[Position identification records]
──────────
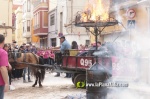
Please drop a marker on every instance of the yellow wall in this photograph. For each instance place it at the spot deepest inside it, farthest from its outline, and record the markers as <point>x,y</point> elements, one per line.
<point>6,17</point>
<point>34,39</point>
<point>19,27</point>
<point>141,18</point>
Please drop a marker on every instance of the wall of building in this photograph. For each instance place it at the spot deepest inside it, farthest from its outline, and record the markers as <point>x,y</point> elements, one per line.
<point>139,35</point>
<point>6,17</point>
<point>69,9</point>
<point>19,27</point>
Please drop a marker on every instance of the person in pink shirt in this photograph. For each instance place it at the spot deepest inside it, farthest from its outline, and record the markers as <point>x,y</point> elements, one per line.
<point>46,57</point>
<point>4,82</point>
<point>51,57</point>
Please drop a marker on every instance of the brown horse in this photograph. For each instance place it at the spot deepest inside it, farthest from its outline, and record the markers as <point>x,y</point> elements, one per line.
<point>39,72</point>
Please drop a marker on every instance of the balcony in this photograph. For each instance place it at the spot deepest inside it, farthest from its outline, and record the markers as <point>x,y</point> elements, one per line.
<point>38,3</point>
<point>119,4</point>
<point>27,15</point>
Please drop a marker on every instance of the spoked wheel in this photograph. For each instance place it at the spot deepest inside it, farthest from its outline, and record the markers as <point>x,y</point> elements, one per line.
<point>80,81</point>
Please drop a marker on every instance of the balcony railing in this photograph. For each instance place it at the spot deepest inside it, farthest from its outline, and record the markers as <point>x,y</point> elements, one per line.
<point>115,2</point>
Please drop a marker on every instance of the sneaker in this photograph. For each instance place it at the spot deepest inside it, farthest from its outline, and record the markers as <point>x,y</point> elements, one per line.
<point>11,87</point>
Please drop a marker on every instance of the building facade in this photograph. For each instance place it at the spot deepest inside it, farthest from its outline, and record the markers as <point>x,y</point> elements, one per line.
<point>19,27</point>
<point>6,20</point>
<point>40,17</point>
<point>66,12</point>
<point>52,24</point>
<point>134,15</point>
<point>26,7</point>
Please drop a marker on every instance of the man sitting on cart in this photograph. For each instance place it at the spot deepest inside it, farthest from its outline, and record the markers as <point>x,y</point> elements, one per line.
<point>64,46</point>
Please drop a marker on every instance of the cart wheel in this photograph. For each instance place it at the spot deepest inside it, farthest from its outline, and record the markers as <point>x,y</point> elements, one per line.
<point>80,81</point>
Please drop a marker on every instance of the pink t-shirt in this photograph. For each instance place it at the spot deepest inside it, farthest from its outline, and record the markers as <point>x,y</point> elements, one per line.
<point>38,53</point>
<point>46,55</point>
<point>3,62</point>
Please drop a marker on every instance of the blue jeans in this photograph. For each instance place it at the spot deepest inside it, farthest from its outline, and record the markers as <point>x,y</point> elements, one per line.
<point>2,92</point>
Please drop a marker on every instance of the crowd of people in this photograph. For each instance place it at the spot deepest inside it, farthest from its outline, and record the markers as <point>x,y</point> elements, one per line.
<point>47,54</point>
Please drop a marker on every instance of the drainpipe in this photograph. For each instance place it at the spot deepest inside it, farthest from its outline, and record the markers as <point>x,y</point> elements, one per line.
<point>148,12</point>
<point>56,30</point>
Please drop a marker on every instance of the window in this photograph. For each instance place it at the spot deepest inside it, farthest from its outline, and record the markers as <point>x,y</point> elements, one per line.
<point>28,26</point>
<point>52,19</point>
<point>28,6</point>
<point>45,18</point>
<point>61,22</point>
<point>23,26</point>
<point>87,42</point>
<point>25,6</point>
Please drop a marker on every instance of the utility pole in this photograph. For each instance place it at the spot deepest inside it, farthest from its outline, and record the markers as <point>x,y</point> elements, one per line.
<point>71,15</point>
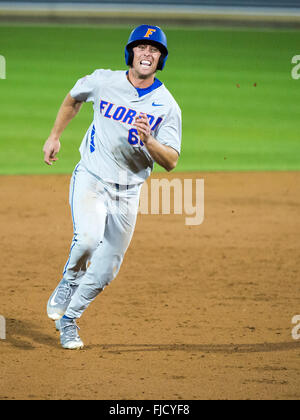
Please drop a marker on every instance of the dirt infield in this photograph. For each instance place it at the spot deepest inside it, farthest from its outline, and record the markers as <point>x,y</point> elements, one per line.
<point>197,312</point>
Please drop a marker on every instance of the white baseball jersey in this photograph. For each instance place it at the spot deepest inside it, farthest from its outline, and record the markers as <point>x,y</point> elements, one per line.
<point>111,145</point>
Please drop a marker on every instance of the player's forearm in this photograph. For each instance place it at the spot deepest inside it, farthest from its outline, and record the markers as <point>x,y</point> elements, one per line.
<point>165,156</point>
<point>68,110</point>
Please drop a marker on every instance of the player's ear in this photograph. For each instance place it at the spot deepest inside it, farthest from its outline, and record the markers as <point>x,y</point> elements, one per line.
<point>130,57</point>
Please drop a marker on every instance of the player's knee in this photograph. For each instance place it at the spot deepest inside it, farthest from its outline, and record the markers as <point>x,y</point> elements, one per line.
<point>111,271</point>
<point>88,243</point>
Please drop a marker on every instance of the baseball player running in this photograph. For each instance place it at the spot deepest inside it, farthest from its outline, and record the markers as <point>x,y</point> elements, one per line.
<point>136,122</point>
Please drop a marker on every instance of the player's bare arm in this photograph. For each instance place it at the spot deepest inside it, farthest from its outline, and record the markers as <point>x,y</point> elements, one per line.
<point>68,110</point>
<point>165,156</point>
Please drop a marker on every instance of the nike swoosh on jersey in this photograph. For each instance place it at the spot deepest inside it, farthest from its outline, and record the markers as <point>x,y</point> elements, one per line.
<point>52,302</point>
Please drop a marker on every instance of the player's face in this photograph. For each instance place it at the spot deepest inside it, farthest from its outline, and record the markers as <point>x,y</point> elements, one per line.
<point>145,61</point>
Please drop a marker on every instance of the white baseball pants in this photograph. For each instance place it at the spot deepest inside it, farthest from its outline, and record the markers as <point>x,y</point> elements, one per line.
<point>104,218</point>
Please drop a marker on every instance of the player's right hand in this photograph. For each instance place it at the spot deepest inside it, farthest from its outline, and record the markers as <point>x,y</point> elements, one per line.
<point>50,149</point>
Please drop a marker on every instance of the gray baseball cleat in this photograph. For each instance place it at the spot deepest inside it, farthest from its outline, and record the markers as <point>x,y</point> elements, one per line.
<point>60,299</point>
<point>69,337</point>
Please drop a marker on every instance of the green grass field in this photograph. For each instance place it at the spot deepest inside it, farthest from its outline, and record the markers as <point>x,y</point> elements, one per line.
<point>225,127</point>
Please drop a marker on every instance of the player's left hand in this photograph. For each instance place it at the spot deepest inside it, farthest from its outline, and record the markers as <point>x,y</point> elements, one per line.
<point>143,127</point>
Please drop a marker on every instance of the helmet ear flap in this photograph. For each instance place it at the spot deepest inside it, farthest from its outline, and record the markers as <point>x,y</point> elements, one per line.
<point>161,62</point>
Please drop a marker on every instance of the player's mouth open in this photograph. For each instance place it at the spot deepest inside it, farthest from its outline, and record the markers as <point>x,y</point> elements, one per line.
<point>145,63</point>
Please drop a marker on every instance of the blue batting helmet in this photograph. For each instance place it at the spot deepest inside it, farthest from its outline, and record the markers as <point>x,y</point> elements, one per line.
<point>147,34</point>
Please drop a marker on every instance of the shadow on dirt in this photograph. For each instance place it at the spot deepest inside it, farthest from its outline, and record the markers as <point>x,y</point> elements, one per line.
<point>26,335</point>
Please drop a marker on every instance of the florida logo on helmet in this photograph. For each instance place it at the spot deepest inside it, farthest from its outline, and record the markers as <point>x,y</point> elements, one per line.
<point>150,32</point>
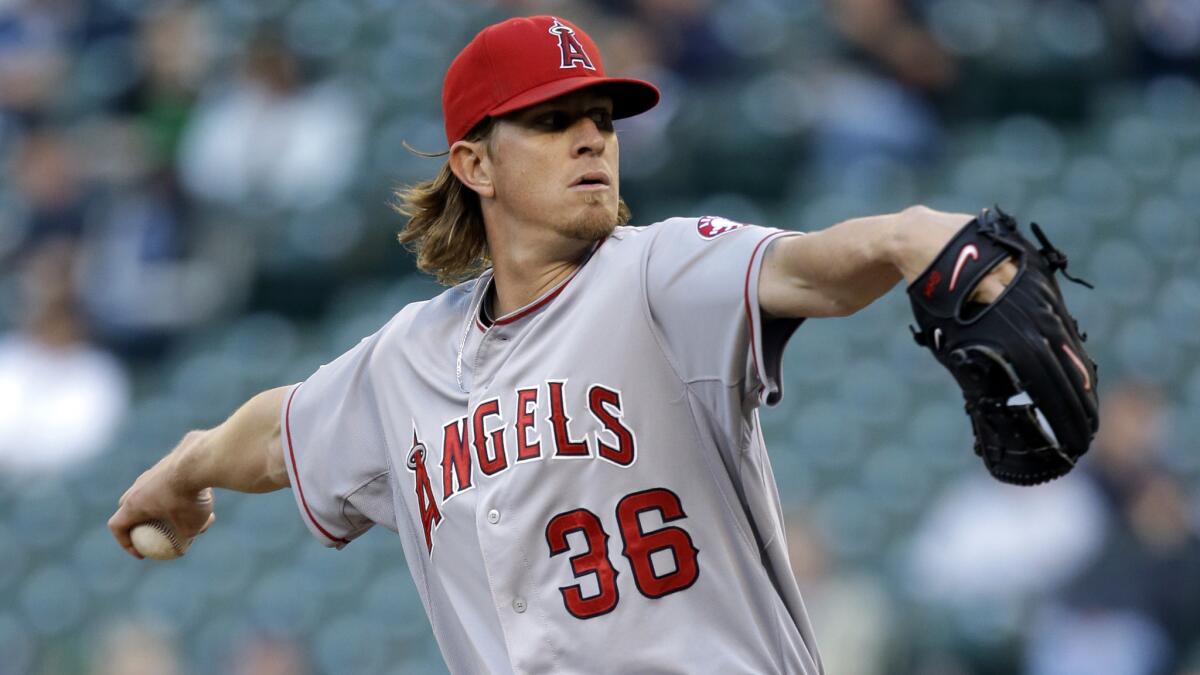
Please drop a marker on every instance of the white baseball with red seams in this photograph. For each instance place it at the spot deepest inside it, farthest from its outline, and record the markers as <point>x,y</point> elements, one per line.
<point>581,485</point>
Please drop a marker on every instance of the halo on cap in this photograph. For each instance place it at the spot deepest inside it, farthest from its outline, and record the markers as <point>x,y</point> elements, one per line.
<point>529,60</point>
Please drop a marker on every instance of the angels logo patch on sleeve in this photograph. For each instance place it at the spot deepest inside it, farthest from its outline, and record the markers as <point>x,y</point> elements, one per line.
<point>711,227</point>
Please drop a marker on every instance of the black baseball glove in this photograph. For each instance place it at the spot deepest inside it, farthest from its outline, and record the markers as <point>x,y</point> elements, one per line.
<point>1029,384</point>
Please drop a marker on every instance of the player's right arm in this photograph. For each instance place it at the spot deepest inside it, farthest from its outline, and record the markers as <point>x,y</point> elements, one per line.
<point>244,453</point>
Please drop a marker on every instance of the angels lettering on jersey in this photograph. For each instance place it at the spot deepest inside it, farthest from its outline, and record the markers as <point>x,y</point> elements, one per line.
<point>543,423</point>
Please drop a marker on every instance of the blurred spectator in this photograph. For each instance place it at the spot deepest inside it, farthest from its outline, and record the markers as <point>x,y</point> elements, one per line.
<point>34,55</point>
<point>60,398</point>
<point>135,649</point>
<point>269,656</point>
<point>879,99</point>
<point>1133,609</point>
<point>851,614</point>
<point>984,545</point>
<point>175,47</point>
<point>49,189</point>
<point>270,139</point>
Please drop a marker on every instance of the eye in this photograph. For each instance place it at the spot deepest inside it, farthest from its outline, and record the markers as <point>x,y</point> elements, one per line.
<point>556,120</point>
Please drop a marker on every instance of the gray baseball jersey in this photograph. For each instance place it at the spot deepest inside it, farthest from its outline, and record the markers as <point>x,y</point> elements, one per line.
<point>580,485</point>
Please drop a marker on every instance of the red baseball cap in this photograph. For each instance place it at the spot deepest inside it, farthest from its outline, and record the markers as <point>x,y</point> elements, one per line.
<point>525,61</point>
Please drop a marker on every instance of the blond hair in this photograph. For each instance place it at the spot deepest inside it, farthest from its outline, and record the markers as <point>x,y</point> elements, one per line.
<point>445,222</point>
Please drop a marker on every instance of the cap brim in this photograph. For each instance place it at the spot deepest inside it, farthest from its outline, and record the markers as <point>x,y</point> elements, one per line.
<point>629,96</point>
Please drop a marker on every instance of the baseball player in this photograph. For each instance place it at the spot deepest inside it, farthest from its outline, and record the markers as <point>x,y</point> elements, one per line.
<point>567,442</point>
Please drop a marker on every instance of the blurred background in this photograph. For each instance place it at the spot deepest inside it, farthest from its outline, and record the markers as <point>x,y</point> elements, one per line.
<point>195,207</point>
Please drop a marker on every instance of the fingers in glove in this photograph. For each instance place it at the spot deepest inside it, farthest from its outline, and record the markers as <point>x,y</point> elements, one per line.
<point>994,282</point>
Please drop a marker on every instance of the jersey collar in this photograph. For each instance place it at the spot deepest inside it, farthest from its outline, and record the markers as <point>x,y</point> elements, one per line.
<point>483,322</point>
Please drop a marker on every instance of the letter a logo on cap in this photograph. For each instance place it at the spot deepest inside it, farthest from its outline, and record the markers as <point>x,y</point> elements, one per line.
<point>569,47</point>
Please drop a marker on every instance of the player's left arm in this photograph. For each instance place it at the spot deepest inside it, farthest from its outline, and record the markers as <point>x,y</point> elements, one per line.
<point>841,269</point>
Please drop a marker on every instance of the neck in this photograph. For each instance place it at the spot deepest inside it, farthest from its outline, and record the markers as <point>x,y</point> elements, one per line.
<point>527,263</point>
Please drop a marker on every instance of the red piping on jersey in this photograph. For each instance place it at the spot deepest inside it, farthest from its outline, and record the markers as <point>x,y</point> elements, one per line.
<point>295,471</point>
<point>546,299</point>
<point>745,297</point>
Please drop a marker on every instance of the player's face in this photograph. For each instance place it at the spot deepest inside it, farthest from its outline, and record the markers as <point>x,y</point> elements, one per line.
<point>556,163</point>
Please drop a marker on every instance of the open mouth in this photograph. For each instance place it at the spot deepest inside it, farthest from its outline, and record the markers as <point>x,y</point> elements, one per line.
<point>595,179</point>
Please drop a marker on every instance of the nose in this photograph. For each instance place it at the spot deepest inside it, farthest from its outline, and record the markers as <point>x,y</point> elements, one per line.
<point>588,137</point>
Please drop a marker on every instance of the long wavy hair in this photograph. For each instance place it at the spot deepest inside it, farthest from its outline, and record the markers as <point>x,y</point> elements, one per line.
<point>445,222</point>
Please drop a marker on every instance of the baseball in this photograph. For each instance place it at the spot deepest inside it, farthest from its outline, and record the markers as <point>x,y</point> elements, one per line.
<point>157,541</point>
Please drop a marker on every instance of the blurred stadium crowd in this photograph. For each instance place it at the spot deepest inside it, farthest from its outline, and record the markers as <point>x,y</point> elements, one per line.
<point>195,207</point>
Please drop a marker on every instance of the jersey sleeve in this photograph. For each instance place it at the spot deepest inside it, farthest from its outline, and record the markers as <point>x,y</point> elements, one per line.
<point>702,291</point>
<point>335,449</point>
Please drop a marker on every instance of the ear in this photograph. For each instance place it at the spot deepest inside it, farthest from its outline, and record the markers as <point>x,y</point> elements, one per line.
<point>471,163</point>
──────────
- _Stated problem_: Copy out the entries from the line containing "gray baseball cleat" up to and including the line containing "<point>69,337</point>", reproducing each line without any change.

- _Exercise solution_:
Please drop a marker on every instance of the gray baseball cleat in this photograph. For each instance place it at the spot deepest inside it, farthest from its outline, and record the markers as <point>x,y</point> elements, one per line.
<point>60,299</point>
<point>69,337</point>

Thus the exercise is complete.